Activité 1
Répondez à ces questions sur l'extrait source consacré aux messagers d'un OGE :
(a) Selon le texte, quel genre d'étape l'identification proactive des bons messagers peut-elle constituer pour un OGE ?
(b) Qu'est-ce qui risque de noyer les acteurs faisant autorité qui s'expriment depuis leurs propres plateformes ?
(c) Avec qui la Cour Électorale Supérieure (TSE) du Brésil s'est-elle associée avant les élections locales de 2020 ?
Activité 2
Prolongez le texte sur les messagers d'un OGE à partir de sa dernière phrase.

Extrait source
----

L’identification proactive des bons messagers peut être une étape préparatoire clé permettant à un OGE de diffuser des informations factuelles le plus efficacement possible sous pression. Préparer ces réseaux à diffuser des informations à leurs communautés en période de crise de l’information peut être un moyen essentiel de s’assurer que le message d’un OGE est amplifié par des sources crédibles dans des périodes où un flot d’informations pourrait noyer les acteurs faisant autorité qui s’expriment depuis leurs propres plateformes, plus limitées. Par exemple, avant les élections locales de 2020, la Cour Électorale Supérieure (TSE) du Brésil s’est associée à l’un des clubs de football les plus populaires du pays pour lutter contre les fausses nouvelles.

----

[Données de localisation spatiale]
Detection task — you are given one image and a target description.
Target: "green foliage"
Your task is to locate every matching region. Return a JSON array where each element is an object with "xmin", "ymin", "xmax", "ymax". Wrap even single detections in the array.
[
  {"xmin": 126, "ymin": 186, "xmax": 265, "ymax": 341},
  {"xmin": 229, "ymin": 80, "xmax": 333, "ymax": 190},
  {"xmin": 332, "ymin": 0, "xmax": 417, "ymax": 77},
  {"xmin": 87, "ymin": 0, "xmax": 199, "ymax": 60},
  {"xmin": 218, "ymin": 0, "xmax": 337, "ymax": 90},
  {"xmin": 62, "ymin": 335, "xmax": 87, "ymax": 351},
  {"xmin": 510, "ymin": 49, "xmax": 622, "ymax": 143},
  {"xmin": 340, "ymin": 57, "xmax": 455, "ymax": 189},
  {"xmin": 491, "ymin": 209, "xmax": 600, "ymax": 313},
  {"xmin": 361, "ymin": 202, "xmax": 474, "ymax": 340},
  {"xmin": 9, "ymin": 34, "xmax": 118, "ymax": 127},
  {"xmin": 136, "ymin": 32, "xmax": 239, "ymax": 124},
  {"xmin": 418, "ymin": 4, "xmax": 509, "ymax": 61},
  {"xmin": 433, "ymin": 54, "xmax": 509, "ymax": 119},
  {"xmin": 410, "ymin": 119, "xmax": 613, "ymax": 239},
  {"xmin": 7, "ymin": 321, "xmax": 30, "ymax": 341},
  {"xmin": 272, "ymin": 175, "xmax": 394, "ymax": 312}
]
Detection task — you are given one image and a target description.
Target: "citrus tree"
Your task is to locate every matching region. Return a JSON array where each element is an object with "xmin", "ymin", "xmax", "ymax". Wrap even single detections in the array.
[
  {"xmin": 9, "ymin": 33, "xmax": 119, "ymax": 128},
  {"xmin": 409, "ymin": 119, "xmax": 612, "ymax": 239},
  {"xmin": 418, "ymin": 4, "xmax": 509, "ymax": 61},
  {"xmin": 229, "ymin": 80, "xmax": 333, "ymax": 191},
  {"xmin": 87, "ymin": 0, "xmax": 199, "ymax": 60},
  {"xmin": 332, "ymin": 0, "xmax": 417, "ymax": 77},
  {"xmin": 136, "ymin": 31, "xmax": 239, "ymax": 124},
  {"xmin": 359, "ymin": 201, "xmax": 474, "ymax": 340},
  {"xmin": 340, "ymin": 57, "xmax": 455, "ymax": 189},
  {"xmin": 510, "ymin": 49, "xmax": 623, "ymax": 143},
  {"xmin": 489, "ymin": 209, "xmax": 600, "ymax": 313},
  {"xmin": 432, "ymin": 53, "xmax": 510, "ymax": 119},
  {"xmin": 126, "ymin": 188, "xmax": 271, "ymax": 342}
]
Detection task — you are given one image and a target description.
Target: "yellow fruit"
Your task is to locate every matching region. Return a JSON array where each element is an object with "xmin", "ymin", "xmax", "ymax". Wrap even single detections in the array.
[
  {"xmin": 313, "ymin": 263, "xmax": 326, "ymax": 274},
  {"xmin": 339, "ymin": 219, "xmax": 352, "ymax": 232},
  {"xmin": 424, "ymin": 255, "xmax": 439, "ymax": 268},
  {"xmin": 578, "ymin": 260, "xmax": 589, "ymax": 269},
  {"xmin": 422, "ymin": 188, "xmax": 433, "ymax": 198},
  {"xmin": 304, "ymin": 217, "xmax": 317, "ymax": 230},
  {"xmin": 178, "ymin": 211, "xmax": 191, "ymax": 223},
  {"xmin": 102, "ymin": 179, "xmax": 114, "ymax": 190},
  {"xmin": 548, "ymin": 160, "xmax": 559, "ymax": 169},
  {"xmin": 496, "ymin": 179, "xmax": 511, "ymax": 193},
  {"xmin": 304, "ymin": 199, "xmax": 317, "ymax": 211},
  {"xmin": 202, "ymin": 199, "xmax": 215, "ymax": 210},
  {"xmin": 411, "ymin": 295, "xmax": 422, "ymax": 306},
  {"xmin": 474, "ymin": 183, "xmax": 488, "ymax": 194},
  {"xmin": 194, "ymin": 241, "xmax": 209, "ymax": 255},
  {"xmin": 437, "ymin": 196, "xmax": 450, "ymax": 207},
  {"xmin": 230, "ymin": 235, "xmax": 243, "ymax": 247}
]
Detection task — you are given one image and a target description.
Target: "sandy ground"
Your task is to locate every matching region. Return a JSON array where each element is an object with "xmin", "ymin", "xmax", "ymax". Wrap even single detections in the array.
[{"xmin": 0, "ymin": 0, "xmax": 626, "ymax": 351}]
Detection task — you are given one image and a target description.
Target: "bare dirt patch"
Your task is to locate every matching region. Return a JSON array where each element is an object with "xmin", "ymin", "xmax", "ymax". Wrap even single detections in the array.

----

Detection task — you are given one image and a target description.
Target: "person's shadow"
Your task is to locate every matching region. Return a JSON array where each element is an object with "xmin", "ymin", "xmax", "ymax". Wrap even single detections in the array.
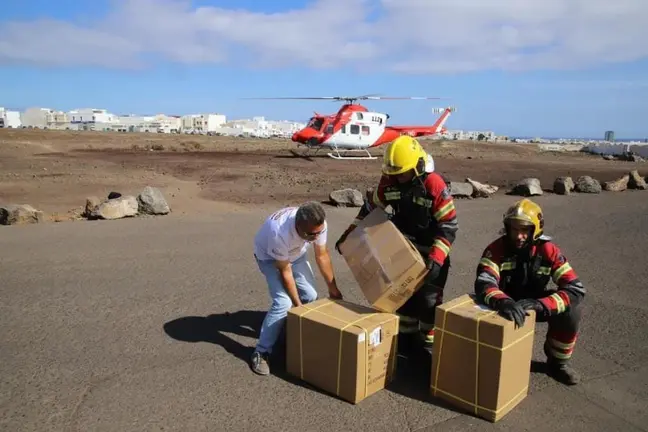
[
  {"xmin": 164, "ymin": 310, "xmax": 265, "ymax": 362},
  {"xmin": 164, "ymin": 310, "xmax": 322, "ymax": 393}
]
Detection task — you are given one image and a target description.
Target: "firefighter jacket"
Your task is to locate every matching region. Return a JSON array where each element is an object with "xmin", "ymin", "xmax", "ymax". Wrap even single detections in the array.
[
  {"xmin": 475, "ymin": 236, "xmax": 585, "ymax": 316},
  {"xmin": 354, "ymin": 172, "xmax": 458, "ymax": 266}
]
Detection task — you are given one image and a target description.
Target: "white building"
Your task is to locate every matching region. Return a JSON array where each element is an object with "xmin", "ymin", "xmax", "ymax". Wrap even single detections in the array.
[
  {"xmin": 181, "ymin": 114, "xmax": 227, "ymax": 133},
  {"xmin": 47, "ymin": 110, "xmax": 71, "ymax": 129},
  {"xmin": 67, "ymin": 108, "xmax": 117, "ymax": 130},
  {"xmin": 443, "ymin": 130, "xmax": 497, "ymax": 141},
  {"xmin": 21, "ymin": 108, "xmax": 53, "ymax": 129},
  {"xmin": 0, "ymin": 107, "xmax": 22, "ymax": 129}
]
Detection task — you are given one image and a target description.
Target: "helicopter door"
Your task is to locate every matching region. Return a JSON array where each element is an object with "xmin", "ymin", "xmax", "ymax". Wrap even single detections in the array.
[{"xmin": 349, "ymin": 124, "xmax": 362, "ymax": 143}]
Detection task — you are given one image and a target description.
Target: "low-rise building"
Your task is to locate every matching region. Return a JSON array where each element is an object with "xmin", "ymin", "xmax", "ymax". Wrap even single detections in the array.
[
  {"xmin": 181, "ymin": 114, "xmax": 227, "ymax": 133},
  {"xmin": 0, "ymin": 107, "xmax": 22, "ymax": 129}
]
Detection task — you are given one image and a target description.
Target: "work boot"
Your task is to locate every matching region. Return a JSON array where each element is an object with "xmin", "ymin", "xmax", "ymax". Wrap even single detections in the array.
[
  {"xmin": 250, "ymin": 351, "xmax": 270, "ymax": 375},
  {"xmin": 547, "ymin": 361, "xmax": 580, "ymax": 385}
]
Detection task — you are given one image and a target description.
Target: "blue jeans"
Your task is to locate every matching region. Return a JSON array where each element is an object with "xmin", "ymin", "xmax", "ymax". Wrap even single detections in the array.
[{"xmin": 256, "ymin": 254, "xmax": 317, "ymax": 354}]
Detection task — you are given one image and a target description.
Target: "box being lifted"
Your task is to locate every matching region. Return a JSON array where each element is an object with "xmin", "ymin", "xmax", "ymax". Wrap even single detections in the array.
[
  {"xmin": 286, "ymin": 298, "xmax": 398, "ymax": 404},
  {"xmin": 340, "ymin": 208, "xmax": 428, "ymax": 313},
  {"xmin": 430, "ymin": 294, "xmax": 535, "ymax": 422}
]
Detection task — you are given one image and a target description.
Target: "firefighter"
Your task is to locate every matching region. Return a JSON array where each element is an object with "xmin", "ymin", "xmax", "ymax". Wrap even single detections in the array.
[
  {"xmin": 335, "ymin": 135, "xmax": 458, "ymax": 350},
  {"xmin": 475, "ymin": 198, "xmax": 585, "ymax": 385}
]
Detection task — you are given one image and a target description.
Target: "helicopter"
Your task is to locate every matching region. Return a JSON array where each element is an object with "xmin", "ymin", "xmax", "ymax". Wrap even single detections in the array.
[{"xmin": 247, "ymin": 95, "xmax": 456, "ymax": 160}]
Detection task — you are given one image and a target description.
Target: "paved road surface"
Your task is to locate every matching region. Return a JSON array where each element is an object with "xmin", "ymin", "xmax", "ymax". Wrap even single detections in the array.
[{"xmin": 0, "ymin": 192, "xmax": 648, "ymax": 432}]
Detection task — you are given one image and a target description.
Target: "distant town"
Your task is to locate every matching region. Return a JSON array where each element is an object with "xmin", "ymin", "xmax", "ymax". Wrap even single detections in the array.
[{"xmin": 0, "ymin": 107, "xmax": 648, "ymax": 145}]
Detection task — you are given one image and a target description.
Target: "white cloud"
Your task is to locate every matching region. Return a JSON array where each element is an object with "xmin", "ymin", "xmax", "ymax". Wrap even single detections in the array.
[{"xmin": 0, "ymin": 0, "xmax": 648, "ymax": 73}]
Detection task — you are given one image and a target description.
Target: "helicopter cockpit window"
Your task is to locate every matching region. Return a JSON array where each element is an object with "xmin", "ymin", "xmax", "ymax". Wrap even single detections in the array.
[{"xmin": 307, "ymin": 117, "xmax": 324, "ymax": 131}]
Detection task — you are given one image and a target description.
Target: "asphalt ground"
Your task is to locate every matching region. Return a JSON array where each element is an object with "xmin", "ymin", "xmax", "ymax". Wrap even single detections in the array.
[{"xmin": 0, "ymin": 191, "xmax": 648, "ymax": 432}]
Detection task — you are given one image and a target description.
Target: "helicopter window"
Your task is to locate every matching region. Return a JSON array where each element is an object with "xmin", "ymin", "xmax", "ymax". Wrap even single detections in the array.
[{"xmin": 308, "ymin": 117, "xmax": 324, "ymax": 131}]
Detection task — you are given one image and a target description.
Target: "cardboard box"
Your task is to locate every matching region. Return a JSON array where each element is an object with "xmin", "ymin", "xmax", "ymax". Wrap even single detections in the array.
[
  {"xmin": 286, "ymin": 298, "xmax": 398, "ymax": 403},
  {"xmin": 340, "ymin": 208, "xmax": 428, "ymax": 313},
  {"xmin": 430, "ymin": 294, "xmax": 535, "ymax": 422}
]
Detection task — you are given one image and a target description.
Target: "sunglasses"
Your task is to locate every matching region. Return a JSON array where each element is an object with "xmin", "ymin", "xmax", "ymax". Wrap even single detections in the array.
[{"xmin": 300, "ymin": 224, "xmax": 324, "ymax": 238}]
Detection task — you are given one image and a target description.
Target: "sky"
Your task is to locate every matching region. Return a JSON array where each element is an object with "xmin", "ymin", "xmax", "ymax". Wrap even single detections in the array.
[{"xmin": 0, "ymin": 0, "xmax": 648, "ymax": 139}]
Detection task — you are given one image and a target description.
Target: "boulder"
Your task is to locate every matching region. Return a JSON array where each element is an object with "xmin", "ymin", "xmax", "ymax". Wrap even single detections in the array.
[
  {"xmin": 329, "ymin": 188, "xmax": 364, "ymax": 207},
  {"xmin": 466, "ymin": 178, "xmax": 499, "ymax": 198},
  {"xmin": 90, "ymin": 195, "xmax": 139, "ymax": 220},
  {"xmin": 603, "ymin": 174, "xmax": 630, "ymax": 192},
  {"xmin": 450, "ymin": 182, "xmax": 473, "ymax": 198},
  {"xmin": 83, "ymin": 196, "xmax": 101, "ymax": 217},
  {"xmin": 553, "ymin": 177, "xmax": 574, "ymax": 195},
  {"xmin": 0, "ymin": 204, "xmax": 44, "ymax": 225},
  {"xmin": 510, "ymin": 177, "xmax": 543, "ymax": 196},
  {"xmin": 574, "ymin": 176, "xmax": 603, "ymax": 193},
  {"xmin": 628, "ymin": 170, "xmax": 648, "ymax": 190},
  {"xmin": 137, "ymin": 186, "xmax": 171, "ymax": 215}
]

----

Corrigé 1
(a) Une étape préparatoire clé.
(b) Un flot d'informations.
(c) Avec l'un des clubs de football les plus populaires du pays.

Corrigé 2
En 2018, le bureau du Premier ministre finlandais a créé une initiative pour travailler avec des influenceurs des réseaux sociaux afin de diffuser des informations crédibles dans un scénario de crise. Le réseau de 1 500 influenceurs qui a été établi grâce à cette initiative a d’abord été activé pour diffuser des informations de santé crédibles pendant la pandémie de COVID-19. Travailler avec des influenceurs des réseaux sociaux a permis au gouvernement d’atteindre des publics qui ne sont pas des consommateurs de médias grand public. Par exemple, une vidéo d’une personnalité influente de YouTube interviewant un ministre du gouvernement et des experts de la santé a reçu plus de 100 000 vues en deux jours. Un modèle similaire pourrait être utilisé par un OGE, par exemple, en engageant des influenceurs des réseaux sociaux avant une élection pour signer un engagement de paix qui les oblige à diffuser des informations crédibles et à promouvoir la paix le jour du scrutin et directement après, dans un pays où la violence électorale est une préoccupation.